The task. The expected output is the exact lines from the one containing "Indicate one point per instance of the tree, formatted" through the end of the data, inclusive, and nothing else.

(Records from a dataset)
::::::
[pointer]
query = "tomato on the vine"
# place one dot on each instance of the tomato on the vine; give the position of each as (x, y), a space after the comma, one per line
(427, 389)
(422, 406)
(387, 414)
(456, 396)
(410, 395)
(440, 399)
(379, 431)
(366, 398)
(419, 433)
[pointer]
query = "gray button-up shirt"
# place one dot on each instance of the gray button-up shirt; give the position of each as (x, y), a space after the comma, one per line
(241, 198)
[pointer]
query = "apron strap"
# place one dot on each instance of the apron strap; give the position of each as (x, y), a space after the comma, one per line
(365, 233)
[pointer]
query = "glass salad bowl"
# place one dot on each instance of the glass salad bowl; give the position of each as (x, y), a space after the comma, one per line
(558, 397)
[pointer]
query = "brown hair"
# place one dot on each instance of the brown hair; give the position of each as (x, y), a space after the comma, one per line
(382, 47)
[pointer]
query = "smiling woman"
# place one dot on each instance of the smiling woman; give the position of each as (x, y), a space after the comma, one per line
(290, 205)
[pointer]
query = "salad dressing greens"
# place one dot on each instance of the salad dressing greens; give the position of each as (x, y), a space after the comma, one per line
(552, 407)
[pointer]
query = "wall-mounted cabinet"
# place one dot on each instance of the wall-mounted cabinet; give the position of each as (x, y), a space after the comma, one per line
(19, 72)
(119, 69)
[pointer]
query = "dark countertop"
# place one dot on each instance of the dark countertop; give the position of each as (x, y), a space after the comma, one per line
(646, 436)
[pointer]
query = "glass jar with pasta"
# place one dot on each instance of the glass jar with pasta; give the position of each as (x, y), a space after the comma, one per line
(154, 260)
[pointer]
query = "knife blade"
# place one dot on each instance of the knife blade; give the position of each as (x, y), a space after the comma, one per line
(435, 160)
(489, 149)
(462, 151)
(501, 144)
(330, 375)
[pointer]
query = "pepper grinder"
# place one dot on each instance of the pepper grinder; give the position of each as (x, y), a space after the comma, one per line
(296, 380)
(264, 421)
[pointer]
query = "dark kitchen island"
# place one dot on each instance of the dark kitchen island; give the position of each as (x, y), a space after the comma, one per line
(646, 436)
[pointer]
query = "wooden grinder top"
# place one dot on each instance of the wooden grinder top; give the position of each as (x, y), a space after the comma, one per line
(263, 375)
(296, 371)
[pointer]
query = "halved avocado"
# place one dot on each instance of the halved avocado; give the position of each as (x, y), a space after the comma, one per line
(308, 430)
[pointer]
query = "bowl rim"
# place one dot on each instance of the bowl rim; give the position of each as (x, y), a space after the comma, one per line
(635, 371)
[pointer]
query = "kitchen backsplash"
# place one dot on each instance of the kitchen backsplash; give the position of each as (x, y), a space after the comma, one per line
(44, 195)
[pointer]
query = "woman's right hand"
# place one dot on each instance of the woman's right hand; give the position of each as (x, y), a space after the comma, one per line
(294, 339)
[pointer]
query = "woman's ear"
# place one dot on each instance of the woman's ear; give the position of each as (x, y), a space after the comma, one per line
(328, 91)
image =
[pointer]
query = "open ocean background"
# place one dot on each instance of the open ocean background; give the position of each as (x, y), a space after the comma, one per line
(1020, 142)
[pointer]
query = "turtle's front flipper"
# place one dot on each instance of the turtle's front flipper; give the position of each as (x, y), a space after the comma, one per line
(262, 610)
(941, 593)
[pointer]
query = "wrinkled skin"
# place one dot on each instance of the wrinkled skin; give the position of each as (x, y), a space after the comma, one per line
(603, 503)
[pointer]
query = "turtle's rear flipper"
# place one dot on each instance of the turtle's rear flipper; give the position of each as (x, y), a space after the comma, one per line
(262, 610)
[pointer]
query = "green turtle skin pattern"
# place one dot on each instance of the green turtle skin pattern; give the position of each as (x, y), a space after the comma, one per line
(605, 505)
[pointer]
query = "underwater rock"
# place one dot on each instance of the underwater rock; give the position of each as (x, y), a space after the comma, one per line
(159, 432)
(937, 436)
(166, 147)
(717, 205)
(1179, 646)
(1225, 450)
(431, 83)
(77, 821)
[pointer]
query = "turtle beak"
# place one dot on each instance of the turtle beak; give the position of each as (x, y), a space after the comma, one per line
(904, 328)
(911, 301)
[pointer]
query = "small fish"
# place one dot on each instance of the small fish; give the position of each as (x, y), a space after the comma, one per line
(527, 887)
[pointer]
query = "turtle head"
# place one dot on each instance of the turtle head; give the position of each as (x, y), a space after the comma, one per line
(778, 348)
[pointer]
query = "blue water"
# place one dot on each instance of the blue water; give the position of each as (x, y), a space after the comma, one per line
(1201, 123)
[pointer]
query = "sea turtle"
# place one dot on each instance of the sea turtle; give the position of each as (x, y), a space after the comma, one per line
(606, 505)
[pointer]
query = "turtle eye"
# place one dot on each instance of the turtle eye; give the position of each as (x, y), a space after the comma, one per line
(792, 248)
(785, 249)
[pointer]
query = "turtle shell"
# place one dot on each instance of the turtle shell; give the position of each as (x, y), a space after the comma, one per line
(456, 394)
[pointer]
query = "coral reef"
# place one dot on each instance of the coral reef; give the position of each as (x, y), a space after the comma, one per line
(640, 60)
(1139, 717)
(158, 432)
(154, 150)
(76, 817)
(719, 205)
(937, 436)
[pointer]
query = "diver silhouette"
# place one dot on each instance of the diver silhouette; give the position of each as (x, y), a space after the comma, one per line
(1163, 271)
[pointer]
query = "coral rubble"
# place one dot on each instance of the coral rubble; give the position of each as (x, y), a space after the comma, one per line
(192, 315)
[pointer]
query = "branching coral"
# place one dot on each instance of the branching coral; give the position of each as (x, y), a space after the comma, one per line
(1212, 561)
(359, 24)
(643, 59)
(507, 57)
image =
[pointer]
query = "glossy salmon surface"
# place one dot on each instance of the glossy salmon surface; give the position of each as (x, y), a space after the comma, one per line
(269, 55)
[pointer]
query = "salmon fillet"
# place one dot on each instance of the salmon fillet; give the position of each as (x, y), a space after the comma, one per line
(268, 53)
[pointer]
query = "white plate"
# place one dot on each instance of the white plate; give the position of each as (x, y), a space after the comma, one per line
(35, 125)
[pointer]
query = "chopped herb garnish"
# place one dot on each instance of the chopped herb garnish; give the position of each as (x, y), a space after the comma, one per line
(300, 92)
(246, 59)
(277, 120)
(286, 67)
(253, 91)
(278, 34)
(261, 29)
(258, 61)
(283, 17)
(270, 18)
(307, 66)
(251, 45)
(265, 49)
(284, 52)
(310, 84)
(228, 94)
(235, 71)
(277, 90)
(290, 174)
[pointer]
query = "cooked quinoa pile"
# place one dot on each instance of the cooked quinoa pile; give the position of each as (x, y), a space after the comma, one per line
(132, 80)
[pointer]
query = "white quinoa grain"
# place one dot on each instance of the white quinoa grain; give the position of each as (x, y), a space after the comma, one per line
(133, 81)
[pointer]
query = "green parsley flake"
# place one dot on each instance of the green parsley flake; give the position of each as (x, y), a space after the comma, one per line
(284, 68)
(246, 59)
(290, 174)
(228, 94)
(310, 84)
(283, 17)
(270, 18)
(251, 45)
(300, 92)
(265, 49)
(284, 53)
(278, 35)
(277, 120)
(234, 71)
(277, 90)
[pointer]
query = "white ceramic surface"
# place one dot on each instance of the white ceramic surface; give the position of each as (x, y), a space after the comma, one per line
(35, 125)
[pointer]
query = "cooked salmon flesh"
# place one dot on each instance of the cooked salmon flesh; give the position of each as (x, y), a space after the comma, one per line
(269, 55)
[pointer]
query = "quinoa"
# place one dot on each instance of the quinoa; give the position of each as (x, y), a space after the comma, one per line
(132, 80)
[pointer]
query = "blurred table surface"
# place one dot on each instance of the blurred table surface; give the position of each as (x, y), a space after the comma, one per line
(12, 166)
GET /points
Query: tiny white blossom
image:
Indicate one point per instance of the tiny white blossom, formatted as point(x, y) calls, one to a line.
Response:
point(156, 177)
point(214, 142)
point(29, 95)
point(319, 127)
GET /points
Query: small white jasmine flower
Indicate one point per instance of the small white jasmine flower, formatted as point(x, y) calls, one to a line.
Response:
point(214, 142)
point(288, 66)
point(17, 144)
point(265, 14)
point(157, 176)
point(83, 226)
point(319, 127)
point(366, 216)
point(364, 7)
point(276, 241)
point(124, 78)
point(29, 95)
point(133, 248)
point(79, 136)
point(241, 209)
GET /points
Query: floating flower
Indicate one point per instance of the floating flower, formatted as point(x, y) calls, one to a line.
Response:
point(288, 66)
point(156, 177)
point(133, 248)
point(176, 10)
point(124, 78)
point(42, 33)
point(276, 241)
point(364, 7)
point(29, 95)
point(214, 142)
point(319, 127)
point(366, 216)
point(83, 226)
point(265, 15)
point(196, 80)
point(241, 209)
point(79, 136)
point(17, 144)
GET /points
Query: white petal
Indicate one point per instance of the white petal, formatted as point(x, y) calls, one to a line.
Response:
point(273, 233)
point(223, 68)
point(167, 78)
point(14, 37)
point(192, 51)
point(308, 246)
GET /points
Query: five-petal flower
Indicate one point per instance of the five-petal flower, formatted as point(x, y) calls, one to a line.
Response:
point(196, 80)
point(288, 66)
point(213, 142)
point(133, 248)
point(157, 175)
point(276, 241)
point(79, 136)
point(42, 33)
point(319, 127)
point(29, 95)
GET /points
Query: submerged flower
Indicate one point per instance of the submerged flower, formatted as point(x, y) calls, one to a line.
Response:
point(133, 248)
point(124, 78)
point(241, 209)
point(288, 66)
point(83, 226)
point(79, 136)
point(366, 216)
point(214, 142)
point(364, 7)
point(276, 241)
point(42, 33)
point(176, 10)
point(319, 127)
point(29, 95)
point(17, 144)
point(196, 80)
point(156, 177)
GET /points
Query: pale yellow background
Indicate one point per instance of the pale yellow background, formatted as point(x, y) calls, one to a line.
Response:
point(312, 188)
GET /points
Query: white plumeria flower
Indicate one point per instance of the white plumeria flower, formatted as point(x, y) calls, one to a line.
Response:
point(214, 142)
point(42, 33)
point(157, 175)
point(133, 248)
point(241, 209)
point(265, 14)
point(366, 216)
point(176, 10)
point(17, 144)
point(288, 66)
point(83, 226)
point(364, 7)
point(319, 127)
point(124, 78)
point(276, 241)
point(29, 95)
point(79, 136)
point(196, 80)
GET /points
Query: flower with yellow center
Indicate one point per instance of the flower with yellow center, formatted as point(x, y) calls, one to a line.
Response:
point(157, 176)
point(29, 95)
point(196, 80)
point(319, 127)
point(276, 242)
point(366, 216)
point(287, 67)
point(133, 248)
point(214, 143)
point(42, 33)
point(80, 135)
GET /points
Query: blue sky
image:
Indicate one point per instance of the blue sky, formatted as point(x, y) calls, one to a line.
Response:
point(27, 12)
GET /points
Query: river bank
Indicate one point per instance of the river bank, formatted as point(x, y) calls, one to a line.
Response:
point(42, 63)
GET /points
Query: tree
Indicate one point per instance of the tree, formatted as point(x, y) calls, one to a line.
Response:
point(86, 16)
::::::
Expected output.
Indicate one point per instance of the tree, formatted as point(x, y) calls, one to a line.
Response:
point(86, 16)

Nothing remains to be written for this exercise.